PROBLEM DETAILS: Copy out the records that follow, leaving every character as it is.

Collected data entries
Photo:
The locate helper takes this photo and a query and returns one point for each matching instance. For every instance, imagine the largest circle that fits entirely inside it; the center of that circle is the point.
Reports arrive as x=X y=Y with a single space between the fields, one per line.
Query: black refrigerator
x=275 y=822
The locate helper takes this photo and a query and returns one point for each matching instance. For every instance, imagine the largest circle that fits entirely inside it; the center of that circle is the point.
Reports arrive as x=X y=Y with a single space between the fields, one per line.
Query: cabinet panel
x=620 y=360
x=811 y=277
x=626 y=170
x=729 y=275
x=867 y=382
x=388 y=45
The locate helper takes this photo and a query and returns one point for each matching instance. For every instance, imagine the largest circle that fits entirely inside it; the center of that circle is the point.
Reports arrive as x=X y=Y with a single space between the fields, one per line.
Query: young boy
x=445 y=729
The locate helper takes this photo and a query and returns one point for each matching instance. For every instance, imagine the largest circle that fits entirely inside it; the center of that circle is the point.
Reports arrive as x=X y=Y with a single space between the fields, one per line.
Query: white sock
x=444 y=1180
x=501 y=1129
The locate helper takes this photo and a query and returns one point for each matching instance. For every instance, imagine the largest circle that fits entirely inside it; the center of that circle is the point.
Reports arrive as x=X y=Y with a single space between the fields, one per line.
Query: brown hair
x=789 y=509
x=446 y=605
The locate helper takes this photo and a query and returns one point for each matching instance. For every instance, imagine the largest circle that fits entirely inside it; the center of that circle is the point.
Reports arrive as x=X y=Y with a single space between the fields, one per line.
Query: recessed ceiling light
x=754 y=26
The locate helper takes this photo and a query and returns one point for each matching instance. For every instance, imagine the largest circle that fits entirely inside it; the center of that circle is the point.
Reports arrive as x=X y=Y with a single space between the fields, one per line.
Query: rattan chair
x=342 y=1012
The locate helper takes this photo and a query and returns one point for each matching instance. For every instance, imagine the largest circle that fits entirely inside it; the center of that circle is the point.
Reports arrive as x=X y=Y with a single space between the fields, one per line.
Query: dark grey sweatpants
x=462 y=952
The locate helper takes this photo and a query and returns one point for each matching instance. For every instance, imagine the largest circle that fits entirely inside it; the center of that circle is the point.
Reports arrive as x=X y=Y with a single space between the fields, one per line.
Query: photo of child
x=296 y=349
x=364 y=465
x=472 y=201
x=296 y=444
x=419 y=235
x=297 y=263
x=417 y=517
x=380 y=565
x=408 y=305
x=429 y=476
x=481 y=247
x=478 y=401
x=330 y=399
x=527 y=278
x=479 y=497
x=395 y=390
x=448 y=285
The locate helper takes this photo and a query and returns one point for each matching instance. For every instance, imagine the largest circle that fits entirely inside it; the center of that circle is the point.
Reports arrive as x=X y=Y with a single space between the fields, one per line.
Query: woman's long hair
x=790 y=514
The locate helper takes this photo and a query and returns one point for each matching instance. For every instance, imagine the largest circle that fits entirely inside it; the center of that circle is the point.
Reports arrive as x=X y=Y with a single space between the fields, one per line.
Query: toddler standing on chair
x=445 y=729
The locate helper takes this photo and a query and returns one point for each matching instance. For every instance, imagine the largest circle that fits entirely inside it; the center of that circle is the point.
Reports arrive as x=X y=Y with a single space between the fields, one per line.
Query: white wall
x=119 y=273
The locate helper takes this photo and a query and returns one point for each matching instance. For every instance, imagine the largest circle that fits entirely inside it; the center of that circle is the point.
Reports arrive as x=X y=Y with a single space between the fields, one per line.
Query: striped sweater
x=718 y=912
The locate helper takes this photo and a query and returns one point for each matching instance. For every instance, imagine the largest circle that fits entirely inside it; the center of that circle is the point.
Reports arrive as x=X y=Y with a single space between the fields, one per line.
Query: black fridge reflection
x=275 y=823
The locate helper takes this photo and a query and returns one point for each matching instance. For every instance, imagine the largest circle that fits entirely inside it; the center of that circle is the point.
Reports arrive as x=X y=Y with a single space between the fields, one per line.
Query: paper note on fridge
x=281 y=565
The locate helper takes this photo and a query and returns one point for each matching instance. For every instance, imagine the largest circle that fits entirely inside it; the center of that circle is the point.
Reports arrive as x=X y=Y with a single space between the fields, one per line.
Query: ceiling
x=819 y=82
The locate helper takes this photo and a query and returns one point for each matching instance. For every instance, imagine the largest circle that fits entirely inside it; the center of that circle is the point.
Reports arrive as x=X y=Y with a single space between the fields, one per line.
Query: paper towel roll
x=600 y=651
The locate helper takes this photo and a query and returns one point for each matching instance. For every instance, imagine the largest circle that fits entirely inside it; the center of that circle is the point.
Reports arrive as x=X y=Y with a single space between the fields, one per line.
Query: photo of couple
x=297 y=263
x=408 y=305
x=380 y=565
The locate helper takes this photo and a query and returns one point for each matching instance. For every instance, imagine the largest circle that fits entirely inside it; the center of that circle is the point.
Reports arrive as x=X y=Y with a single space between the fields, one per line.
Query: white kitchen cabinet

SOLVED EXERCISE:
Photo:
The locate helper takes this photo and a query and returns one point for each matching instance. For every instance, imagine the largest circle that fits entirely inside it; the center of that circle is the point.
Reports arrive as x=X y=Y with a single space between the fields, one per line.
Query: black refrigerator
x=275 y=822
The locate helper takes this photo and a query and returns one point for each matching instance. For every instance, imagine the largest circle that fits entirely inside it; the center of that circle is the point.
Reports arrive as x=X y=Y with a single space between the fields, one per line.
Query: cabinet panel
x=620 y=360
x=811 y=277
x=626 y=170
x=729 y=275
x=867 y=382
x=388 y=45
The locate helper takes this photo and a query and returns one point for each matching instance. For every instance, imagine the largest circle that fits entirely inside it; the center of that circle is the point.
Reports arrive as x=X y=Y with a single space between the fields, one per line.
Query: young boy
x=445 y=729
The locate helper takes this photo and a query and returns one point for each matching instance. For every instance, imagine the largest circle that fits entirely inside it; the center of that circle is the point.
Reports arrive as x=X y=Y with a single space between the fields, one per line.
Query: white sock
x=444 y=1180
x=501 y=1129
The locate helper takes this photo and a query and returns one point for each matching instance. For every instance, imagine the largest circle that fits entirely inside it; the center of that circle is the point.
Reports arrive as x=X y=Y with a single space between the fields, one per line.
Query: brown hair
x=789 y=509
x=446 y=605
The locate helper takes this photo and a query and returns one point for each matching instance. For every instance, imagine the largest circle that fits entirely inside it; the center of that circle is the point.
Reports arrive as x=X y=Y with a single space between the fields, one per line.
Query: recessed ceiling light
x=754 y=26
The locate helper takes this photo and a query and returns one point for each matching instance. For every instance, imagine the largest circle that fits entirely inside it; the center of that circle is the point.
Reports arrive as x=X y=Y with a single space between the fields, one per line.
Query: rattan chair
x=342 y=1012
The locate helper takes this photo and a query and returns one point for each matching instance. For every instance, imagine the largest circle that fits entirely inside it; the center of that circle is the point.
Reports arrive as x=X y=Y with a single space between the fields, one per line.
Query: dark grey sweatpants
x=462 y=952
The locate helper takes this photo and a query and returns one point for each matching instance. For every instance, imagine the largest circle that fits entirely inside it; the center of that circle is the point.
Reports arrive as x=X y=Y with a single space between the fields, one per line.
Query: photo of child
x=296 y=349
x=364 y=465
x=472 y=201
x=296 y=444
x=419 y=235
x=297 y=263
x=417 y=517
x=380 y=565
x=408 y=305
x=429 y=476
x=481 y=247
x=478 y=401
x=330 y=399
x=527 y=278
x=479 y=497
x=395 y=390
x=448 y=285
The locate helper takes this photo and a query and returns one point for each matching instance. For every instance, imagine the largest circle that fits entirely inside it; the center of that circle is the point.
Reports arrive as x=X y=Y with a single space between the fields, one per line.
Query: woman's long hair
x=790 y=514
The locate helper takes this photo and a query and returns one point for each matching instance. For every instance, imagine the largest circle that fits entirely inside it; the center of that circle is the point.
Reports arrive as x=X y=Y with a single space between the fields, one per line.
Query: toddler standing on chair
x=445 y=729
The locate helper takes this photo and a query and returns one point for each matching instance. For every instance, imagine the largest circle that fits entirely inside it; the center of that circle is the point.
Reports arrive as x=X y=Y with a single space between the fields, one per line.
Query: white wall
x=119 y=273
The locate helper takes this photo and a query and returns one point for each matching instance. For every instance, imagine the largest circle that fits entirely inside it; the center of that circle is the point.
Reports arrive as x=X y=Y with a single space between the fields, one per line.
Query: striped sweater
x=718 y=912
The locate helper takes this photo and a query and returns one point for each matching instance. For every instance, imagine the largest circle that fits entirely inside it; the center of that circle is the point.
Reports arrive as x=X y=Y with a single space between the fields, one per line.
Query: black fridge reflection
x=275 y=823
The locate helper takes this photo and a query and returns one point for each matching instance. For every instance, imagine the largest circle that fits entirely inside it; the center of that circle is the point.
Reports arrive as x=X y=Y with a single space between the fields, one per line.
Query: paper note on fridge
x=281 y=565
The locate helper takes this photo and a query and returns one point for each matching instance. For every instance, imagine the largest circle that fits entirely inside it; the center of that circle is the point.
Reports arrive as x=X y=Y with a single space between the fields, one per line.
Query: ceiling
x=819 y=82
The locate helper takes this photo and a query and returns one point for each matching instance. For every instance, imagine the largest circle that fits entirely inside it; the center of that circle is the point.
Reports arrive as x=X y=Y with a single space between the fields, one per line.
Query: paper towel roll
x=600 y=651
The locate helper takes this photo and a query and returns one point for each matching instance. For every instance, imagine the largest circle that fits entirely inside it; the center of that circle is the point.
Reports arrive as x=X y=Y with a single space between the fields, one per line.
Query: photo of couple
x=297 y=263
x=408 y=305
x=380 y=565
The locate helper takes this photo and a query and returns one point for each matching instance. For every instance, imagine the largest circle that fits entirely inside it; the center of that circle is the point.
Reports arrive as x=X y=Y with a single space between the fields, one per line.
Query: white kitchen cabinet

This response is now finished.